Go through the data and report how many lines include the word "write", giving only the number.
[[ Data for the task open ]]
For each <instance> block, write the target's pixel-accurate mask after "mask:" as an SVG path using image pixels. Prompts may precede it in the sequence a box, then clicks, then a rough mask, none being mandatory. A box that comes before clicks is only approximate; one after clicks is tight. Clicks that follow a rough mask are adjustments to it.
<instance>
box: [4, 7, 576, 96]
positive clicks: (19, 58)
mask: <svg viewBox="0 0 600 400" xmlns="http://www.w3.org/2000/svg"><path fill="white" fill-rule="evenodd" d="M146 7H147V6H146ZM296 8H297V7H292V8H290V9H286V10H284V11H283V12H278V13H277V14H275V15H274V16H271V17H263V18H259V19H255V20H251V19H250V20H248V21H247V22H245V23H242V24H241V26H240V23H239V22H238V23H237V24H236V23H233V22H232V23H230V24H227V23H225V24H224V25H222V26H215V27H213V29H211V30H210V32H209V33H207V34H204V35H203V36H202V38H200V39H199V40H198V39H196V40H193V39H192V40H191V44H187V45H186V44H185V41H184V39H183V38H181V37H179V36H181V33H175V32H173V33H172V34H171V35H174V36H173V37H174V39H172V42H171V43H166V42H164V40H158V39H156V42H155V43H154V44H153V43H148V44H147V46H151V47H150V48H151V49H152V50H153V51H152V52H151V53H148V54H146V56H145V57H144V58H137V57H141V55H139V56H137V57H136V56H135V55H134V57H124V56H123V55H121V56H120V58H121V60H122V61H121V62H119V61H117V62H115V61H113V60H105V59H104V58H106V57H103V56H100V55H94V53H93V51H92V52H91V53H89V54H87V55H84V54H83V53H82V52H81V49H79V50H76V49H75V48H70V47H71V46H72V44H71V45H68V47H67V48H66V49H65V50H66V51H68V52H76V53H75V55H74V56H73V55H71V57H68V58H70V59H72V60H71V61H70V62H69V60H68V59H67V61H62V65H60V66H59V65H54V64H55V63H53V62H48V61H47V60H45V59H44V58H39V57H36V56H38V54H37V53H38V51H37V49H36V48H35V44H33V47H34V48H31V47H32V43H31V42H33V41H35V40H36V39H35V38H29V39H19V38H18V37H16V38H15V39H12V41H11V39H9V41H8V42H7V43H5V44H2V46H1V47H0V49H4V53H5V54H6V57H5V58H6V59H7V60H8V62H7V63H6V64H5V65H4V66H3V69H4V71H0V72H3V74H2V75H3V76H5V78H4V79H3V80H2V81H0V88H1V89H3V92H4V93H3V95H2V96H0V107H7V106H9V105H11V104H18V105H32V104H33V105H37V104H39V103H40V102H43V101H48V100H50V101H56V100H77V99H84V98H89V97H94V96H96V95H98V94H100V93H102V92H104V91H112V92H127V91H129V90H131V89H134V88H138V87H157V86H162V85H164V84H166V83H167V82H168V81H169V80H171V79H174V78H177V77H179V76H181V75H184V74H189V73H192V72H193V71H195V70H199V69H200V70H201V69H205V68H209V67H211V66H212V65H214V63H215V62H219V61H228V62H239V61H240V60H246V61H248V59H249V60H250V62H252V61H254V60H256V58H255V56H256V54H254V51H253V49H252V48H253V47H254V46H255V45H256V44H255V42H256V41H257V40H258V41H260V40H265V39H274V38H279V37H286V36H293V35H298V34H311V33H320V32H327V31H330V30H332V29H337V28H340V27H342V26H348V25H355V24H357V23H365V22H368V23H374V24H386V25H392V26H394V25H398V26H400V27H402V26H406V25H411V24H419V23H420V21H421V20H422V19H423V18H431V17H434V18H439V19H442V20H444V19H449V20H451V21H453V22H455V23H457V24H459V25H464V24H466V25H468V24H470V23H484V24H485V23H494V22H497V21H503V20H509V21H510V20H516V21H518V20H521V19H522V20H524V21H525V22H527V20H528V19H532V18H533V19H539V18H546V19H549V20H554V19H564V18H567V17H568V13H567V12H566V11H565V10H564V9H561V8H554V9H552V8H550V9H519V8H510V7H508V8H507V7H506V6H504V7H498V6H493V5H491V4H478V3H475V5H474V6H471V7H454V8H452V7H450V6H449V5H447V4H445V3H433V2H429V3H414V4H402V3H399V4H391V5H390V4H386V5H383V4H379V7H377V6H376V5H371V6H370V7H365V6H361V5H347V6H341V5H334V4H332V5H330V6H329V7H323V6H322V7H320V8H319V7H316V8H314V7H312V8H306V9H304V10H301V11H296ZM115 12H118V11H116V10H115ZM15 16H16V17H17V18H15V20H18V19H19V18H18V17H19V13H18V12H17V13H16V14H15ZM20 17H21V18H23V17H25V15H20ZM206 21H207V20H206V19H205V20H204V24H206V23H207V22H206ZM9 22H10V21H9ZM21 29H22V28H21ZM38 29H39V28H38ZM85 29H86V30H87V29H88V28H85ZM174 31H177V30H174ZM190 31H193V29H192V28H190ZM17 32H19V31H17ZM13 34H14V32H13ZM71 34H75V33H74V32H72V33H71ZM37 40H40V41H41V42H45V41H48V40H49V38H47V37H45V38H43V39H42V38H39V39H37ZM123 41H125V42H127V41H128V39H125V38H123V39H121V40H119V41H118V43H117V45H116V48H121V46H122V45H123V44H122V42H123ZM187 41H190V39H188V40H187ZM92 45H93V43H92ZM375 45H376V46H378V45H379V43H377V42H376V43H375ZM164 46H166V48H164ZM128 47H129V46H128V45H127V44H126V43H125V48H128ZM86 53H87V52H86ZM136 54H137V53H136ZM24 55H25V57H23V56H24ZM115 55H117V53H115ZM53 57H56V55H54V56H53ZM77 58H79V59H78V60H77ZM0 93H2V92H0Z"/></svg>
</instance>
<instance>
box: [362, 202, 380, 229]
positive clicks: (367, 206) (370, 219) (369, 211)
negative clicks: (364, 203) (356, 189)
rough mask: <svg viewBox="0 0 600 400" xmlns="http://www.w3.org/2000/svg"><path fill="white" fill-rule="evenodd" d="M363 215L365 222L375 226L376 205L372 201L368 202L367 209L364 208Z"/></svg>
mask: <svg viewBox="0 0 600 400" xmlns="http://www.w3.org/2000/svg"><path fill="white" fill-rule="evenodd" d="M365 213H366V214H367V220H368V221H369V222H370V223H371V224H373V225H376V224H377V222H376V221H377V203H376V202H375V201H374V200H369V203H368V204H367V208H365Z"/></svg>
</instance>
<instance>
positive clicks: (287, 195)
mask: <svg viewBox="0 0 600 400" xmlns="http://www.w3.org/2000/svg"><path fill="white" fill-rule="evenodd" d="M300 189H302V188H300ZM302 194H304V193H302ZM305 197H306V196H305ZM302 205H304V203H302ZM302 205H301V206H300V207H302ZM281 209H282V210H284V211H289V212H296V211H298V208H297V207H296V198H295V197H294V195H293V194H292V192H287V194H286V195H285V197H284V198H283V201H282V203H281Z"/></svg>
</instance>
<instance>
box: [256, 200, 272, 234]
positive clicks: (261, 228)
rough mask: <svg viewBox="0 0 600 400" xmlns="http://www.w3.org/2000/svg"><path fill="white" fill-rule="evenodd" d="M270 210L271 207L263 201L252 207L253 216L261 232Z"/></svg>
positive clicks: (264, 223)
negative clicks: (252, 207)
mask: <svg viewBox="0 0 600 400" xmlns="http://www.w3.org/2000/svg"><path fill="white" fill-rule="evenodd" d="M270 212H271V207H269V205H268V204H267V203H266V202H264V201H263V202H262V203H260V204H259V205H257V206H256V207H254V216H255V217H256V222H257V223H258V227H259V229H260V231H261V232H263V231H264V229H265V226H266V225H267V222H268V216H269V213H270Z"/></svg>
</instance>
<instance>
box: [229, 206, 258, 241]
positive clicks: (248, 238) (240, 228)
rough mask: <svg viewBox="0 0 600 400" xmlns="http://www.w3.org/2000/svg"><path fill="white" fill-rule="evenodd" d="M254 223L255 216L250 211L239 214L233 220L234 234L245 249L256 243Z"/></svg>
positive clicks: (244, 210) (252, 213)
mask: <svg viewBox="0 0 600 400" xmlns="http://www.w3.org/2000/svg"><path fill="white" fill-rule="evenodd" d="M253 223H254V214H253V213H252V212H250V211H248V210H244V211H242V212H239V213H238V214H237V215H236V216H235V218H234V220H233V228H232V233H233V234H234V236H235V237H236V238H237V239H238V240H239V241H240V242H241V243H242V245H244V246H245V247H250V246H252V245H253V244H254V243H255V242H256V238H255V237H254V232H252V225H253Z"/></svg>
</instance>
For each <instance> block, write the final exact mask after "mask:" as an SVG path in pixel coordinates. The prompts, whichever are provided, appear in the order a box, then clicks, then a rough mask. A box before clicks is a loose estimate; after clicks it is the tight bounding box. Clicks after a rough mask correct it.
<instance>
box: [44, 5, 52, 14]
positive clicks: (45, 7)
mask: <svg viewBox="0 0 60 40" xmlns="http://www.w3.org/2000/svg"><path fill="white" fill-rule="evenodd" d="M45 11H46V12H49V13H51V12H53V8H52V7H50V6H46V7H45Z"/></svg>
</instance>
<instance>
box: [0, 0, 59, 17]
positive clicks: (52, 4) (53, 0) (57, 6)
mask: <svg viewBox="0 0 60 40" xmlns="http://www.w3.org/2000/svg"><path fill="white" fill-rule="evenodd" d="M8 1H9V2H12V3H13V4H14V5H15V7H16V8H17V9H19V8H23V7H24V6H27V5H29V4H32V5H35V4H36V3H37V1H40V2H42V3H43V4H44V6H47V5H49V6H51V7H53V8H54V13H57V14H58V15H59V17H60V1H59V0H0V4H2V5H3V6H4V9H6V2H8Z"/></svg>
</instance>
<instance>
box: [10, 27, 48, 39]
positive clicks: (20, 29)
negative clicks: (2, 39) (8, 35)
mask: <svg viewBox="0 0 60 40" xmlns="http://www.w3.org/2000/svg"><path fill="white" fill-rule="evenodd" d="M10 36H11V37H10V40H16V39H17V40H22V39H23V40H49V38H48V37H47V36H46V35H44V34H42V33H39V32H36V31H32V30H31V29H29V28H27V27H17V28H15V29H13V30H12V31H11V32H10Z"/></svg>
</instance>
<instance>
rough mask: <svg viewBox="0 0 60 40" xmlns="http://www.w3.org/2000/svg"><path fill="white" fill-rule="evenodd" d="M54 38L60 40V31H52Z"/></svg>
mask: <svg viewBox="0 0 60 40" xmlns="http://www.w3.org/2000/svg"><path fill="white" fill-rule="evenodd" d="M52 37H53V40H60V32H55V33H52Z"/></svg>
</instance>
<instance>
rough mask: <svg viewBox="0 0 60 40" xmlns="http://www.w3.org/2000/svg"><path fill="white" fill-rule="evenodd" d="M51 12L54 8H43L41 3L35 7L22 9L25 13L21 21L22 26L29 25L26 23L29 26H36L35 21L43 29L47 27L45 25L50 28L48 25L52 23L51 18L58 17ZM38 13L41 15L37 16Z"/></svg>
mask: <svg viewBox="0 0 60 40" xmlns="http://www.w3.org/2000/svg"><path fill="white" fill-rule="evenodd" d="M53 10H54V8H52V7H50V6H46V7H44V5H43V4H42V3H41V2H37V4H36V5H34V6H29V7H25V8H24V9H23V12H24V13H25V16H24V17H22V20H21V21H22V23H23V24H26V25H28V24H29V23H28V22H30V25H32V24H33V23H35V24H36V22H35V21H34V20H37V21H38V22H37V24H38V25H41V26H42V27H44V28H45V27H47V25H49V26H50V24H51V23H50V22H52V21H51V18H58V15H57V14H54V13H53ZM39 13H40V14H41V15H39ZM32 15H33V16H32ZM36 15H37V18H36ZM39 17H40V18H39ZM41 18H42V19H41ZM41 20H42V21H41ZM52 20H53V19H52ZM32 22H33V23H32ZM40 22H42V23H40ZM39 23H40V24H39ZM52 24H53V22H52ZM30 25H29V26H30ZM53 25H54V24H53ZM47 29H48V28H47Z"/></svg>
[[ Data for the task closed ]]
-- Written solution --
2